▶ Problem details
In the records below, find the line containing "of the railing", then extract that line and all subsequent lines exactly, leaving out everything else.

▶ Raw data
--

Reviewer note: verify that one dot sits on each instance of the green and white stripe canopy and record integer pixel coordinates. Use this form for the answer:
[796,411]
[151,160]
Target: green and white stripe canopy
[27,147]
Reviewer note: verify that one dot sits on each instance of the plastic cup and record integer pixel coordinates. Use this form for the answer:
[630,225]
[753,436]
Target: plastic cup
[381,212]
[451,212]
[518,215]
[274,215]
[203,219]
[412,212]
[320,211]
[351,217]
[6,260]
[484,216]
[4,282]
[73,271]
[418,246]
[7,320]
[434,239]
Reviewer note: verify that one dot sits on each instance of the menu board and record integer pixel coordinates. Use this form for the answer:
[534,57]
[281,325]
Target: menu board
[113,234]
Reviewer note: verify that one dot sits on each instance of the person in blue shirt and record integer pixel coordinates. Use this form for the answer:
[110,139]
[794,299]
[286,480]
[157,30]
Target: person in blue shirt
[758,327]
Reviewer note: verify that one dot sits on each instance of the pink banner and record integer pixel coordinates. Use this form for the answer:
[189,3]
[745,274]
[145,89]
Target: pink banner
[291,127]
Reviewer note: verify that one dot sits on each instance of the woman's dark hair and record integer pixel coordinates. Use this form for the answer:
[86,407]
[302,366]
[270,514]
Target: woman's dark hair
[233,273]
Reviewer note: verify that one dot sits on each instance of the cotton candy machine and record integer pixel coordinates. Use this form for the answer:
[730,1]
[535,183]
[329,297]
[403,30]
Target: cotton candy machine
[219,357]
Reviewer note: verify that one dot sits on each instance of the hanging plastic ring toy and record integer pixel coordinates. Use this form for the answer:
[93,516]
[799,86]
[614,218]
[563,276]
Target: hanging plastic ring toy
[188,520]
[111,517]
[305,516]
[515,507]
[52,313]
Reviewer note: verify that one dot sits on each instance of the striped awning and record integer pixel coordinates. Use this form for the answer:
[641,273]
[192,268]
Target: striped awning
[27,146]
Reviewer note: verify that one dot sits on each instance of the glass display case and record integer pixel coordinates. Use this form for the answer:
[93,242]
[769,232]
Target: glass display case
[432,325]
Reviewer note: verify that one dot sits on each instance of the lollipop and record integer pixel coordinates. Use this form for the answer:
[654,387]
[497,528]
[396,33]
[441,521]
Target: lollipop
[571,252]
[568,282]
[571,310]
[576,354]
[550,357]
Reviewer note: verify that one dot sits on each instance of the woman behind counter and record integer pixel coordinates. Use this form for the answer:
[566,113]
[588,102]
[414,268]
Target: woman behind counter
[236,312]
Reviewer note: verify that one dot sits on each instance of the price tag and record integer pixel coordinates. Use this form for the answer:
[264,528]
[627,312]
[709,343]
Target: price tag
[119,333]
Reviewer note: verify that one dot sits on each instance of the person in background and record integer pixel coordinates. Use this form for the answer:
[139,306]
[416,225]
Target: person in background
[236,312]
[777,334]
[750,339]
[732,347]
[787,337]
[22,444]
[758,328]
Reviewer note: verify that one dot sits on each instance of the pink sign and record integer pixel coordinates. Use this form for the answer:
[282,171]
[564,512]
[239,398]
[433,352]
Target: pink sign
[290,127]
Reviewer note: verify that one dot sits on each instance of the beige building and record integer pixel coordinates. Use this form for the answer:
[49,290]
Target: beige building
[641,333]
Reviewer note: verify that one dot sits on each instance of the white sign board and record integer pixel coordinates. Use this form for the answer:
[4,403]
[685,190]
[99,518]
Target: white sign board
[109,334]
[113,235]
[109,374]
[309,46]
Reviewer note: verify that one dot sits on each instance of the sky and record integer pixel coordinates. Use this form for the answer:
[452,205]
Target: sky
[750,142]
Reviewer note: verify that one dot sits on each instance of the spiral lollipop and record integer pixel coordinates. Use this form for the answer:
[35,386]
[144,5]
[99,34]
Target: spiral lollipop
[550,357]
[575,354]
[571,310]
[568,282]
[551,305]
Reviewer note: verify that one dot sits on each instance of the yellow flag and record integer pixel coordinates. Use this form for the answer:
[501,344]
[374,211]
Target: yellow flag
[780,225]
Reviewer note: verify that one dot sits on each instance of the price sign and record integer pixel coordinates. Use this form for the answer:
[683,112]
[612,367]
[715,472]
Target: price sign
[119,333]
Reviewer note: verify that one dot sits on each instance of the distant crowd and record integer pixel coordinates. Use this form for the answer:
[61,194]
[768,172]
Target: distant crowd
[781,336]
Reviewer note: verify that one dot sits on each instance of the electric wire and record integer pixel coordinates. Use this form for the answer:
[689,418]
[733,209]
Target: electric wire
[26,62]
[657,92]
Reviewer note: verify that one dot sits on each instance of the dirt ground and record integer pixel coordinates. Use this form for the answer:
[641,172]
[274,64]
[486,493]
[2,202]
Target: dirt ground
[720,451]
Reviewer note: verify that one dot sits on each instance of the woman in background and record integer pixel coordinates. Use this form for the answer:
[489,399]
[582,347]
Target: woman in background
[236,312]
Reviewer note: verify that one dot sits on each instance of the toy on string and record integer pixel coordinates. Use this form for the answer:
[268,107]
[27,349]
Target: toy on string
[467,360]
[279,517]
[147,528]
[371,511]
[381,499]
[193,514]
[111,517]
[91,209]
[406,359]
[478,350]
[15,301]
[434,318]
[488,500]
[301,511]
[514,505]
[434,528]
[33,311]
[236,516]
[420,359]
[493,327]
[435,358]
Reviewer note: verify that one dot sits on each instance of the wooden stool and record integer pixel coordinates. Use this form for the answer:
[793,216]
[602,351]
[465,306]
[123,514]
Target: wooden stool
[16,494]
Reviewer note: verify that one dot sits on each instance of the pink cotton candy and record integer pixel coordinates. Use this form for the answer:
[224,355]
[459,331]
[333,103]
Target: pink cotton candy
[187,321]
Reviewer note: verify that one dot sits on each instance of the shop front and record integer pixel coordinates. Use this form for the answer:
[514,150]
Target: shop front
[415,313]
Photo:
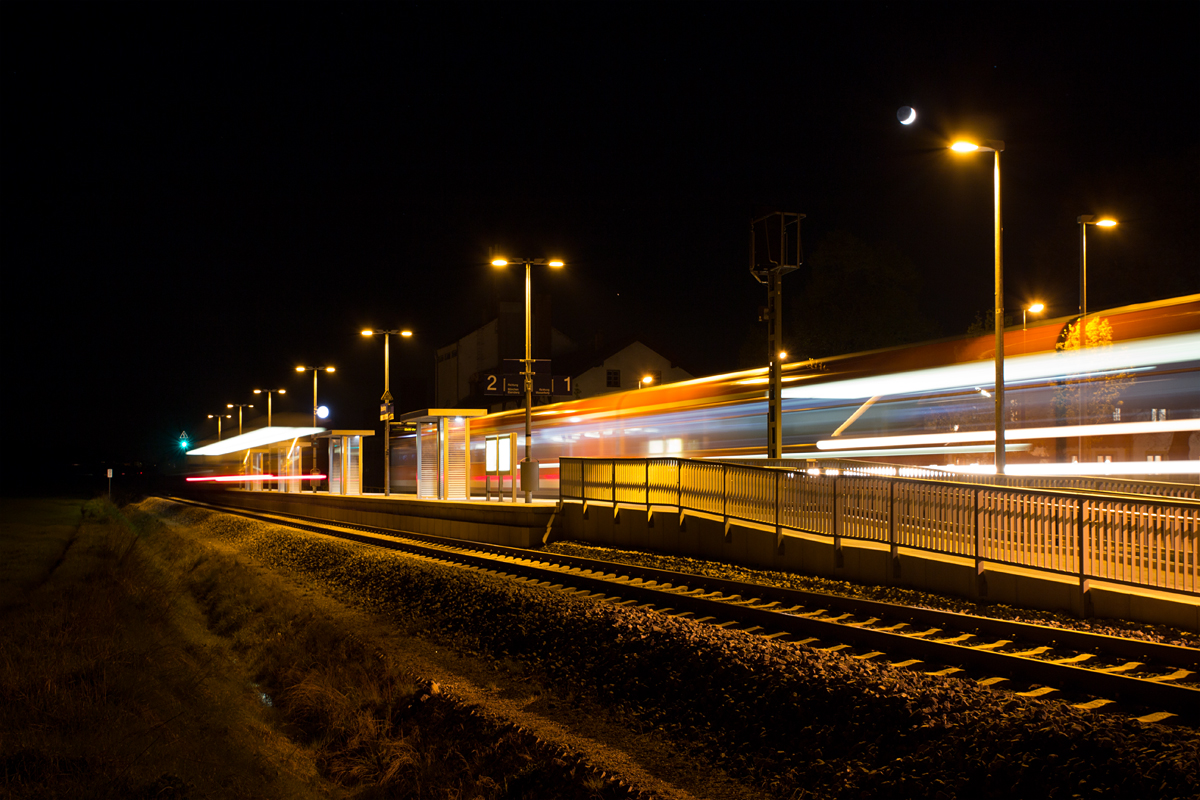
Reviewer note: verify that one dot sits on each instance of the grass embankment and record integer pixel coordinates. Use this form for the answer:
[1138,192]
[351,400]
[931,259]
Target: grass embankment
[133,671]
[784,716]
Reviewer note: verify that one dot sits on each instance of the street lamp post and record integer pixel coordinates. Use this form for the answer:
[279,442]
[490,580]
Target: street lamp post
[1036,308]
[315,371]
[996,148]
[1084,221]
[239,407]
[269,392]
[528,465]
[387,400]
[217,417]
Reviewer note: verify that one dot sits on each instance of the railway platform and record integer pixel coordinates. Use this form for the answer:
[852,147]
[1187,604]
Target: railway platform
[514,524]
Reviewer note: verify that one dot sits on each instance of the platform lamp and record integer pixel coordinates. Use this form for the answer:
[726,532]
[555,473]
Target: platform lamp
[528,465]
[995,146]
[269,392]
[315,413]
[219,417]
[1084,221]
[385,409]
[239,407]
[1036,308]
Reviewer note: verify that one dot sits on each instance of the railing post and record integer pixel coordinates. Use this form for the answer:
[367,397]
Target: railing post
[649,513]
[981,581]
[1083,561]
[839,558]
[892,528]
[725,498]
[779,530]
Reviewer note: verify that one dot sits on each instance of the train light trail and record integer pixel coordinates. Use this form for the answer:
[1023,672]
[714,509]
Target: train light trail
[1012,434]
[259,438]
[240,479]
[1129,356]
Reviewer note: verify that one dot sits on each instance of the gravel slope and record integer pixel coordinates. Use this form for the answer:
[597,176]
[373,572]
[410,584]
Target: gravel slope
[791,720]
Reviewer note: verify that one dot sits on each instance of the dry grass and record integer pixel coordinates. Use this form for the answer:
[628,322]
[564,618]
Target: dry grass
[155,665]
[113,689]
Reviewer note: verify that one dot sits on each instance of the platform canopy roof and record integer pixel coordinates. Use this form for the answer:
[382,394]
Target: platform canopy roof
[330,434]
[435,414]
[257,438]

--

▶ Result
Reviewer note: verify that one dot sits on each instance of the railing post and record integer pixel coordinates. Use this form for the answer:
[367,397]
Target: railing post
[649,513]
[981,581]
[1083,561]
[839,558]
[892,528]
[725,498]
[779,530]
Reviewer note: verify that one dot sits on each instance of the train light trail and record integer pixel coordinates. Use this form for the answer:
[1023,672]
[714,509]
Target: train light trail
[1012,434]
[259,438]
[240,479]
[1129,356]
Reviewer note: verify that one dot sits on each instance of the gravel slope and record integer pixel coordinates. Use this form for the answer:
[597,176]
[373,572]
[410,584]
Target: gravel slope
[791,720]
Reviewer note: verify that one dot sits on each instance of the dry grass and record integer pixel coordinates. Use this form for the answer:
[628,322]
[564,618]
Target: dry grass
[155,665]
[113,689]
Reviewer note: verify that one dot sits on each instance of the platform canopy roof and record integer pixel coordinates. Use this form for the answer:
[382,394]
Target: platform canopy roof
[330,434]
[435,414]
[257,438]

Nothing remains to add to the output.